資料本文
>>>>

オンラインサロン「魔女のサバト」を主宰する、トイアンナさん、金澤悦子さん、川崎貴子さん「結婚しなくても幸せになれる時代」の恋愛や結婚について考える当連載。
第2回目のゲストは、Twitterを中心に支持を集める恋愛カウンセラーの「見知らぬミシルさん」です。「恋愛と執着」をテーマに語りつくしました。全3回。

見知らぬミシルさん(左)と川崎貴子さん
“道ならぬ恋”をしてしまったら…
川崎貴子さん(以下、川崎):前回ミシルさんの相談者の8割が、マッチングアプリでの出会いを経験しており、上司と不倫をしている人もいると聞きました。既婚者の男性は恋愛上手ですからね。私に相談に来る女性にも不倫に悩んでいる人が多いんですよ。「恋愛と結婚は別だ」と既婚者の男性と恋愛してしまう。でも、内心では、結婚と恋愛は連続しているとわかっている。
見知らぬミシルさん(以下、ミシル):そうですよね。恋愛の先に結婚がないのですから、どこかでうまくいかなくなってしまう。
川崎:ところで、ミシルさんは例えば既婚者と恋愛している女性にどのようにアドバイスをするのですか?

<<<<

データ内容
>>>>

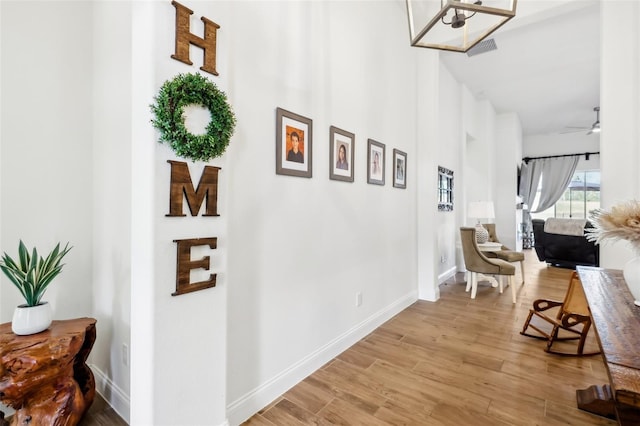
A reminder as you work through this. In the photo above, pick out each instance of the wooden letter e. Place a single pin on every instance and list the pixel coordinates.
(184, 265)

<<<<

問題 1
対談記事のうち、「見知らぬミシルさん(左)と川崎貴子さん」から「にアドバイスをするのですか?」までの部分を、一字一句変えずに書き出しなさい。
問題 2
対談記事を、示されている最後の文の後から書き継ぎなさい。
データは対談記事とは関係がありません。

最終解答 1
見知らぬミシルさん(左)と川崎貴子さん
“道ならぬ恋”をしてしまったら…
川崎貴子さん(以下、川崎):前回ミシルさんの相談者の8割が、マッチングアプリでの出会いを経験しており、上司と不倫をしている人もいると聞きました。既婚者の男性は恋愛上手ですからね。私に相談に来る女性にも不倫に悩んでいる人が多いんですよ。「恋愛と結婚は別だ」と既婚者の男性と恋愛してしまう。でも、内心では、結婚と恋愛は連続しているとわかっている。
見知らぬミシルさん(以下、ミシル):そうですよね。恋愛の先に結婚がないのですから、どこかでうまくいかなくなってしまう。
川崎:ところで、ミシルさんは例えば既婚者と恋愛している女性にどのようにアドバイスをするのですか?

最終解答 2
ミシル:まず、僕はその人の「覚悟」を確認します。何らかのアドバイスよりも、「あなたはその道に進むのか」と質問します。既婚者との恋愛には、相手の家庭事情、家族のこと、夫と妻の実家……いろんなことがあるじゃないですか。それをすべて考慮したうえで、その道に進むと言うのなら、それはその人の人生です。
川崎:なるほど……。
ミシル:個人の幸せをこちら(相談者側)が勝手に決めるわけにはいきません。だから、不倫の道を歩めば、その道にはこういう結果が予想されますが、大丈夫ですか? と覚悟を確認します。
川崎:自分の選んだ道にこれから待ち受けている要素を考慮し、それを踏まえて判断して決めるのは自分なんですよね。ところで、電話相談者は何歳くらいの人が多いのですか?
ミシル:う~ん。若ければ未成年、お年を召した方だと50代以上の人もいますが、多いのは20代後半から30代というところでしょうか。
川崎:私の実体験と重ねてもよくわかります。その年代は迷いやすいというか、「正解」を求めてさまよい歩くようなところがある気がします。
ミシル:そうですよね。そもそも正解がないのに、「自分の幸せ」と「他人基準の幸せ」というダブルスタンダードな状態で正解を探すのですから。
マッチングアプリでの「出会い」を求める理由は?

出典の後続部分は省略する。